Exercise details
Please transcribe the data below word for word, starting with the line that contains "Every instance gets one point. Tag the diver" and continuing through the line that contains "(1084, 136)". Include only those lines.

Stored data entries

:::::

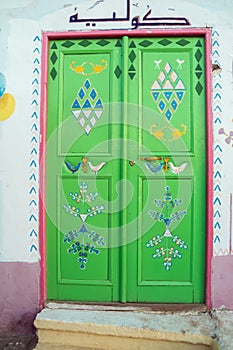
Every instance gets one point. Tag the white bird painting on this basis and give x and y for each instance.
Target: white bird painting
(95, 168)
(177, 169)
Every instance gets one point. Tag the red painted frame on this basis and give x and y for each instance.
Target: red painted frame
(202, 32)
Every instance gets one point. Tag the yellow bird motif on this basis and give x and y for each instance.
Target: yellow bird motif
(88, 68)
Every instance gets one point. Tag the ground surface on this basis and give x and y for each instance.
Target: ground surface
(18, 342)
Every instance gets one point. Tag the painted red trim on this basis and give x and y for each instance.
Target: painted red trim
(129, 32)
(209, 170)
(42, 169)
(204, 32)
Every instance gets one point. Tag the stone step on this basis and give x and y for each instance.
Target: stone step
(92, 329)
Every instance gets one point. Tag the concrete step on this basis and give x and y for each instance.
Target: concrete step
(90, 329)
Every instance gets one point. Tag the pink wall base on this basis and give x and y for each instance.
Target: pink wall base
(222, 286)
(19, 297)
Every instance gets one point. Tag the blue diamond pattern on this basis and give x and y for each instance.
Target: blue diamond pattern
(155, 95)
(161, 105)
(87, 104)
(87, 84)
(168, 114)
(168, 94)
(174, 104)
(93, 94)
(81, 93)
(76, 104)
(98, 104)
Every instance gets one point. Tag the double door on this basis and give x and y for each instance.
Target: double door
(125, 170)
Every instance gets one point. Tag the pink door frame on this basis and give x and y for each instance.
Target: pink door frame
(200, 32)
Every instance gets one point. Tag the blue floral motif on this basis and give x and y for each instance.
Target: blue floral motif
(83, 242)
(167, 246)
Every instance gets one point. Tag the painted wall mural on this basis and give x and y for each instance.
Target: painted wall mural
(34, 141)
(147, 19)
(217, 118)
(7, 101)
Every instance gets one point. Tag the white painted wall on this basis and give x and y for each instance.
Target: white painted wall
(20, 59)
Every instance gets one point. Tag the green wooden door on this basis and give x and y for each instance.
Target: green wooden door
(126, 170)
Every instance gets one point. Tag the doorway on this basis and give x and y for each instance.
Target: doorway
(126, 169)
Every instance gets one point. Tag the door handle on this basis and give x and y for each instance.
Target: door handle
(151, 159)
(166, 164)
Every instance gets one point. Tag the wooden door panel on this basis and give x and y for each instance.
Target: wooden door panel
(143, 239)
(170, 162)
(83, 170)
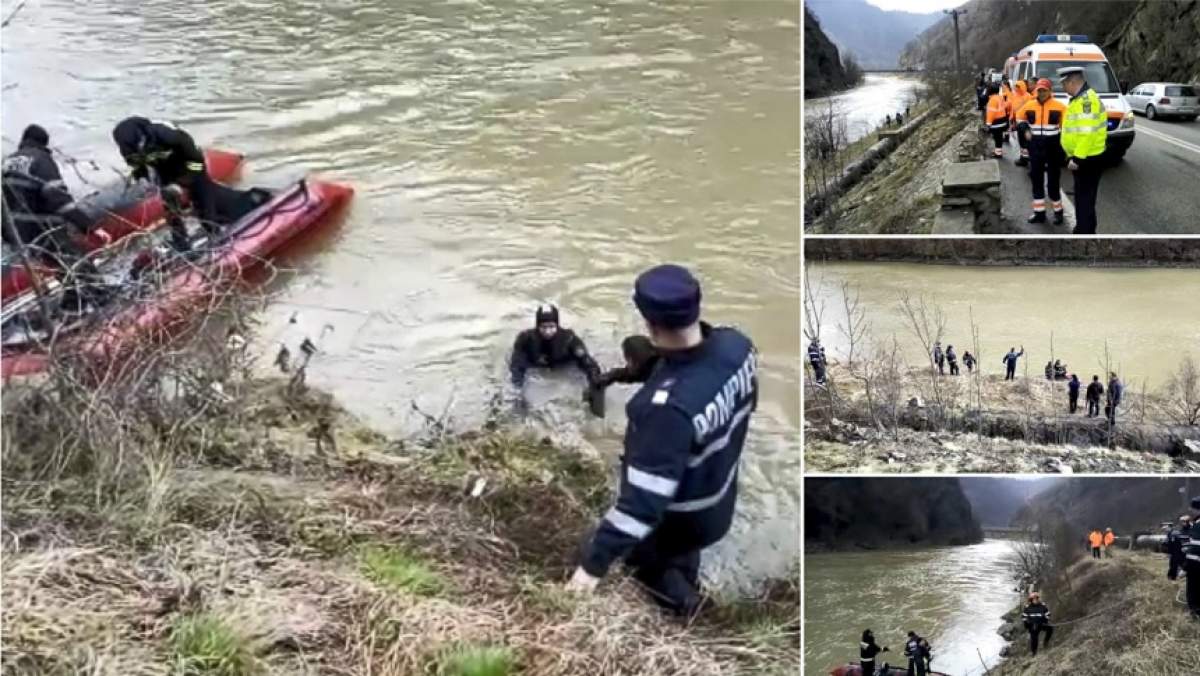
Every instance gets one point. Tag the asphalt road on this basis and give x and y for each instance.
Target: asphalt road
(1155, 190)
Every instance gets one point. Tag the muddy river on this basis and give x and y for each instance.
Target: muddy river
(503, 154)
(952, 596)
(1146, 317)
(865, 106)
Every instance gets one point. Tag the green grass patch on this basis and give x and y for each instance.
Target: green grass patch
(477, 660)
(401, 570)
(205, 645)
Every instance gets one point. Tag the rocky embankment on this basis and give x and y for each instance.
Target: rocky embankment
(1021, 428)
(1108, 252)
(859, 513)
(1117, 615)
(823, 70)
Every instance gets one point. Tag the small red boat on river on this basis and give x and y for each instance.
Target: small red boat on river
(185, 281)
(119, 210)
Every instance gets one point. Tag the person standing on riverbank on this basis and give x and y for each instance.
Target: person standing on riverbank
(1115, 390)
(1073, 392)
(1037, 621)
(1097, 540)
(867, 651)
(1093, 396)
(1084, 139)
(687, 428)
(1011, 363)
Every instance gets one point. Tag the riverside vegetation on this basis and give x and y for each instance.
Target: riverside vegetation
(178, 514)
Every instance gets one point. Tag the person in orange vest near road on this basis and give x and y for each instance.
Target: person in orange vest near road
(1097, 542)
(1039, 125)
(1017, 101)
(997, 118)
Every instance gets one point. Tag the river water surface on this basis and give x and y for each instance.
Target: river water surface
(952, 596)
(1145, 316)
(865, 106)
(502, 154)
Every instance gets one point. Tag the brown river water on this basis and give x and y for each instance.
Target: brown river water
(502, 154)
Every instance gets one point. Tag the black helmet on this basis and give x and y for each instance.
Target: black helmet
(546, 315)
(35, 135)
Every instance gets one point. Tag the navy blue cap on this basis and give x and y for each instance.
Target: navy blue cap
(667, 295)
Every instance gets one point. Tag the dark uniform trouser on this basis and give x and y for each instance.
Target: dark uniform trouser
(1045, 167)
(1033, 636)
(671, 574)
(1193, 585)
(1087, 184)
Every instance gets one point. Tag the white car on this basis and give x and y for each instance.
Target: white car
(1164, 100)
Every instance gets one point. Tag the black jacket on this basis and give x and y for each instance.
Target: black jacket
(531, 351)
(35, 198)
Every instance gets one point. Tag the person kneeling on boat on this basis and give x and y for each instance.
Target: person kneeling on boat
(1037, 621)
(39, 208)
(178, 166)
(867, 651)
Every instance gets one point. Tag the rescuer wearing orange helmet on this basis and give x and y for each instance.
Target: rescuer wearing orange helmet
(996, 118)
(1039, 125)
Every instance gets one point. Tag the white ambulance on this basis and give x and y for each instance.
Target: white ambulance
(1053, 52)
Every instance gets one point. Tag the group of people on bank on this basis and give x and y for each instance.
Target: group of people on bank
(688, 424)
(1051, 135)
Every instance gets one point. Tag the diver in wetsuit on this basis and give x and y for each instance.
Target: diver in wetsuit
(178, 166)
(550, 346)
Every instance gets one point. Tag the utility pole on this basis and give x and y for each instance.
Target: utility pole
(958, 53)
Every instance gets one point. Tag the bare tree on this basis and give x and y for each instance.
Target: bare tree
(1180, 398)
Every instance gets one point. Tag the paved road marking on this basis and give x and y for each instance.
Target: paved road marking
(1170, 139)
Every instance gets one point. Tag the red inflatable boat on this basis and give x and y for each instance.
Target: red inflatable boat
(124, 323)
(119, 210)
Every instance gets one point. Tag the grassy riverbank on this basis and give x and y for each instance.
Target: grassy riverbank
(1120, 617)
(245, 548)
(982, 424)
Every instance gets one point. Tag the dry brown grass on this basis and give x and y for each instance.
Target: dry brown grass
(246, 536)
(1132, 623)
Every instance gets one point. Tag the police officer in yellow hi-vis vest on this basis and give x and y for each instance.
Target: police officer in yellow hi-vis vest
(1084, 136)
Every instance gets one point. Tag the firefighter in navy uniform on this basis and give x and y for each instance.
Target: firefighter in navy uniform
(867, 651)
(1192, 561)
(683, 443)
(178, 165)
(1036, 617)
(1176, 538)
(37, 207)
(550, 346)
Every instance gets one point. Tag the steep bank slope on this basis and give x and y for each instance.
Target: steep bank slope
(1121, 616)
(1132, 252)
(851, 513)
(1121, 503)
(991, 30)
(874, 36)
(823, 70)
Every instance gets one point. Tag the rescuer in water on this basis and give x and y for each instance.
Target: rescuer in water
(687, 429)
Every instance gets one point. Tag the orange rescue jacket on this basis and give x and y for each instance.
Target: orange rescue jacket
(997, 111)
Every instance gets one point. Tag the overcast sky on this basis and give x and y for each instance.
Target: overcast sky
(918, 6)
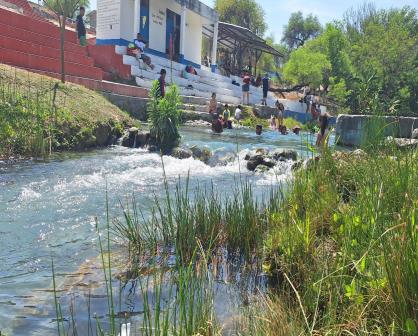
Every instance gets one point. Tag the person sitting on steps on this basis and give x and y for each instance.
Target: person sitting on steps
(213, 104)
(137, 48)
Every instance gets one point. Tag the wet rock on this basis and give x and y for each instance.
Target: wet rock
(261, 169)
(268, 163)
(286, 154)
(254, 161)
(221, 158)
(142, 138)
(402, 143)
(262, 151)
(152, 148)
(181, 153)
(201, 154)
(103, 135)
(297, 165)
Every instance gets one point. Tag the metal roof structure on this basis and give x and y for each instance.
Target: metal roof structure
(232, 37)
(199, 8)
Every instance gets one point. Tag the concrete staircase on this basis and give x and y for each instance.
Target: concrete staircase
(201, 85)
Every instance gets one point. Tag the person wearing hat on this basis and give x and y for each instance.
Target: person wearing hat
(323, 129)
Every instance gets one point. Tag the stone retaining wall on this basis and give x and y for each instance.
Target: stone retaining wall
(350, 129)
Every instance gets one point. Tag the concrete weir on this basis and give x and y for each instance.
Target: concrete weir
(350, 129)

:::::

Output below
Every instance gets one point. Tag the diver in wetsuit on this basis and give x and y for each instance.
Target: diver in wetsuit
(178, 166)
(550, 346)
Every instance gets one point. Tag the utility pole on this basis and give x and y for each instance.
Target: utility pole
(958, 53)
Every instance gets one point. Tag the bare tree on this basis and give x and y for each instance.
Target: bare tree
(1180, 398)
Every instance gets one point. Tag the paved road marking on this basis and give x and y for each instance.
Target: paved road marking
(1170, 139)
Every instance gets one point. Tag the red inflatable boat on this basis and give x and y for each instance.
Target: red inflatable boat
(124, 323)
(119, 210)
Every instance gets one point. Tag the grassy riverbank on this basis and give x and y for each instance.
Target: grassy riverbank
(1120, 617)
(245, 548)
(982, 424)
Every instance gets one point. Tag the dry brown grass on this basis and give x and y for each instance.
Target: dry brown grass
(246, 536)
(1132, 623)
Every instance gets one point. Tag the police officer in yellow hi-vis vest on this basis and give x and y for each instance.
Target: police officer in yellow hi-vis vest
(1084, 136)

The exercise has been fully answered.